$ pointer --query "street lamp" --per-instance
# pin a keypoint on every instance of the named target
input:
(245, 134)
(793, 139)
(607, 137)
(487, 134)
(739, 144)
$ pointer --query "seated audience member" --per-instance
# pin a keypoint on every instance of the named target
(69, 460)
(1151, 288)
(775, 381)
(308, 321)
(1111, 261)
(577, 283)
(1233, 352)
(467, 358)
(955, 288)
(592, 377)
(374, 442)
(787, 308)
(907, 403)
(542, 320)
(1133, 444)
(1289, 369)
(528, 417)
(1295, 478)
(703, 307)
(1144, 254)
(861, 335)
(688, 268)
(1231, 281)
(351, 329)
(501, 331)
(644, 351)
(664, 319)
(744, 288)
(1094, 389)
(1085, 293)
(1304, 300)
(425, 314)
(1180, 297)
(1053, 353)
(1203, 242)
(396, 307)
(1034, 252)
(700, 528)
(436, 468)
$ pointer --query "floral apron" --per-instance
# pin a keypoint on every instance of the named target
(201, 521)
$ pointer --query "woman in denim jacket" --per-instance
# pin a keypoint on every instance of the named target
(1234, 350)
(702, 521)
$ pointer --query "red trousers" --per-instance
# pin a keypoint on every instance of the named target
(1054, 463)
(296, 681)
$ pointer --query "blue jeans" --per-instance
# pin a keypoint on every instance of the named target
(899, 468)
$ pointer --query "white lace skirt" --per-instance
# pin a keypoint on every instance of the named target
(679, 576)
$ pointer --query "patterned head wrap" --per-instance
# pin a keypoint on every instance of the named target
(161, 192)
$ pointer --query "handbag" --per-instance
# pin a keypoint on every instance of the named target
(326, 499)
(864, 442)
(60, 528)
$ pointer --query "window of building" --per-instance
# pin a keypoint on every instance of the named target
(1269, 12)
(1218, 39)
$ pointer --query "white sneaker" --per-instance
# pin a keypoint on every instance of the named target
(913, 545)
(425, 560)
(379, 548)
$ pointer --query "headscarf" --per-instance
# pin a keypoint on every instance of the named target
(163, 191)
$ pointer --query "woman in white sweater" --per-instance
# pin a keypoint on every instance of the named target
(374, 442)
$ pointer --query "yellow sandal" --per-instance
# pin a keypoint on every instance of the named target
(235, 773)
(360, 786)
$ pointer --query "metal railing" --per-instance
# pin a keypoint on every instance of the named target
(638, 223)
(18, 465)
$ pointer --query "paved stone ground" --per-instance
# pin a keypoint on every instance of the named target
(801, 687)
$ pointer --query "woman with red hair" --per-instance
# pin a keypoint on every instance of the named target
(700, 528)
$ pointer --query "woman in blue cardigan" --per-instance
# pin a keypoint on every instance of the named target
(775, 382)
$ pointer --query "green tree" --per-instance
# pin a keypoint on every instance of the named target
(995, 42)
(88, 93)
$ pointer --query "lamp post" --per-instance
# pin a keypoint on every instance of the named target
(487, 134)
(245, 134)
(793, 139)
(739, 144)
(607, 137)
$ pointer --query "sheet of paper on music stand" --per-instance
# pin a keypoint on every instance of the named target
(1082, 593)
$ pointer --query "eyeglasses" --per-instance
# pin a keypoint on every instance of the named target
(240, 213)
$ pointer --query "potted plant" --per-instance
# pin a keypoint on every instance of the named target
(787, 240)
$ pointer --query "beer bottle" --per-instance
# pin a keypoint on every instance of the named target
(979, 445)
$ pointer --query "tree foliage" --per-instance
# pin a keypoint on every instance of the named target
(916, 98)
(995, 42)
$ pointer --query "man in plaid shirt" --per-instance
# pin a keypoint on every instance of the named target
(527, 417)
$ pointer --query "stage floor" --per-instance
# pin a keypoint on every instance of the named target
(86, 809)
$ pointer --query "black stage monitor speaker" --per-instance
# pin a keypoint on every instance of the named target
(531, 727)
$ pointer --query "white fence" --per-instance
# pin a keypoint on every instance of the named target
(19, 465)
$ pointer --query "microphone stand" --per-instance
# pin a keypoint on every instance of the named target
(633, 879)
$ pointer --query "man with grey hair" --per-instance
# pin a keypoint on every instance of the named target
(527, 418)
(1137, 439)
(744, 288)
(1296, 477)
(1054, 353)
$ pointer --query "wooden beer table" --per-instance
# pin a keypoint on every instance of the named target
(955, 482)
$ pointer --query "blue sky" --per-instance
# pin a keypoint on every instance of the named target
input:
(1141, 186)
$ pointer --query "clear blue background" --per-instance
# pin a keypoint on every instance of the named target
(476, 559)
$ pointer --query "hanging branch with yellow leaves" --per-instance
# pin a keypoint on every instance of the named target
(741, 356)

* _What is being asked_:
Word for word, write out all the lines shown above.

* _Response_:
$ pointer --query "street lamp" --per-instance
# pin a keypoint on every instance of the named target
input:
(245, 134)
(793, 139)
(607, 137)
(487, 134)
(739, 144)
$ pointer --query "seated audience member" --per-instance
# pin a keypoint on every instance of the named target
(69, 460)
(1151, 288)
(775, 381)
(308, 321)
(1111, 261)
(577, 283)
(1233, 352)
(467, 358)
(955, 288)
(592, 377)
(374, 442)
(787, 308)
(907, 403)
(542, 320)
(1133, 444)
(1289, 369)
(528, 417)
(1295, 478)
(703, 307)
(1144, 254)
(861, 335)
(688, 268)
(1231, 281)
(351, 329)
(501, 331)
(644, 351)
(664, 319)
(744, 288)
(1094, 389)
(1085, 293)
(1304, 300)
(425, 314)
(1180, 297)
(1053, 353)
(1203, 242)
(396, 307)
(1034, 252)
(700, 528)
(436, 468)
$ pointer --query "floral apron" --per-instance
# pin a keypoint on every instance of the named target
(201, 521)
$ pointer --query "woman in denim jacket" --per-instance
# pin a keypoint on every instance of the named target
(1234, 350)
(702, 521)
$ pointer --query "red trousers" --per-instance
# pin a keypoint on every instance of the named target
(1054, 463)
(296, 681)
$ pointer --query "blue jeans" --per-instance
# pin a keypoint on every instance of the named target
(899, 468)
$ pointer --query "white lace skirt" --per-instance
# pin a keypoint on every instance of the named target
(679, 576)
$ pointer --query "patterned head wrap" --per-instance
# pin a keypoint on every instance of the named target
(161, 192)
$ pointer --query "handbag" --per-instance
# pin a keypoint on every instance of the named target
(326, 499)
(864, 442)
(60, 528)
$ pointer --query "window of building" --per-instance
# pin a keypoint on every instance of the named target
(1269, 12)
(1218, 39)
$ pointer --query "white sneaker" --per-instance
# pin a keypoint on every instance of the named target
(913, 545)
(425, 560)
(379, 548)
$ pointer --query "headscarf" --per-instance
# pin a keypoint on every instance of the named target
(163, 191)
$ pointer --query "woman in white sweater" --per-instance
# pin a keypoint on every instance of the named target
(374, 442)
$ pointer --query "yellow sandal" --per-instance
# pin a keypoint on every instance of the named target
(235, 773)
(360, 786)
$ pointer --query "metal railing" --per-instance
# pin a keypoint on every instance of the named target
(638, 223)
(18, 465)
$ pointer --query "paved stone ground" --per-instance
# pin a keypoint on every instance of the named target
(801, 687)
$ pointer --query "woman with red hair" --per-instance
# pin a keypoint on every instance of the named target
(700, 528)
$ pointer --query "woman in blue cardigan" --per-instance
# pin a keypoint on every instance of the named target
(775, 382)
$ pointer --query "green tree" --per-instance
# pin a keypoint on every instance of the named target
(995, 42)
(88, 93)
$ pointer --query "lamp post" --per-instance
# pin a keypoint on every instance of the named target
(487, 134)
(245, 134)
(793, 139)
(739, 144)
(607, 137)
$ pointer --query "sheet of paper on music stand" --per-instance
# pin a keypoint on every instance of the named target
(1082, 593)
$ pointer --query "eyeglasses" --per-instance
# pin a keypoint on every instance of the named target
(240, 213)
$ pointer --query "potted plant" --per-instance
# pin a keypoint on every instance of the named target
(787, 240)
$ pointer --query "beer bottle" --per-instance
# pin a keypoint on every instance of the named target
(979, 445)
$ pointer --query "tree foliage" --per-instance
# pin a keypoint on every instance of the named target
(916, 98)
(995, 42)
$ pointer --query "man in plaid shirt" --per-instance
# pin a keypoint on every instance of the named target
(527, 417)
$ pointer --query "stage floor" --per-instance
# pin a keypoint on every instance of the named target
(86, 809)
$ pointer --query "black stage monitor speaker" --per-instance
# pin a keypoint on every instance of the named target
(531, 727)
$ pointer --query "white fence" --per-instance
# pin a keypoint on every instance of the named target
(19, 465)
$ pointer --query "microphone stand" --per-instance
# pin a keypoint on every instance of the named target
(633, 879)
$ pointer --query "man with grey hair" --per-instance
# pin a keypoint on every instance of the named target
(527, 418)
(1137, 439)
(744, 288)
(1296, 477)
(1054, 353)
$ pointer --query "wooden beer table" --per-instance
# pin a keypoint on every instance of the named target
(955, 482)
$ pointer --query "blue sky" --per-instance
# pin a keypoint on every instance of the named target
input:
(1141, 186)
$ pointer --query "clear blue background" --per-instance
# pin a keypoint on every instance of the named target
(476, 559)
$ pointer --query "hanging branch with yellow leaves" --per-instance
# pin a keypoint on every instance of the named target
(741, 356)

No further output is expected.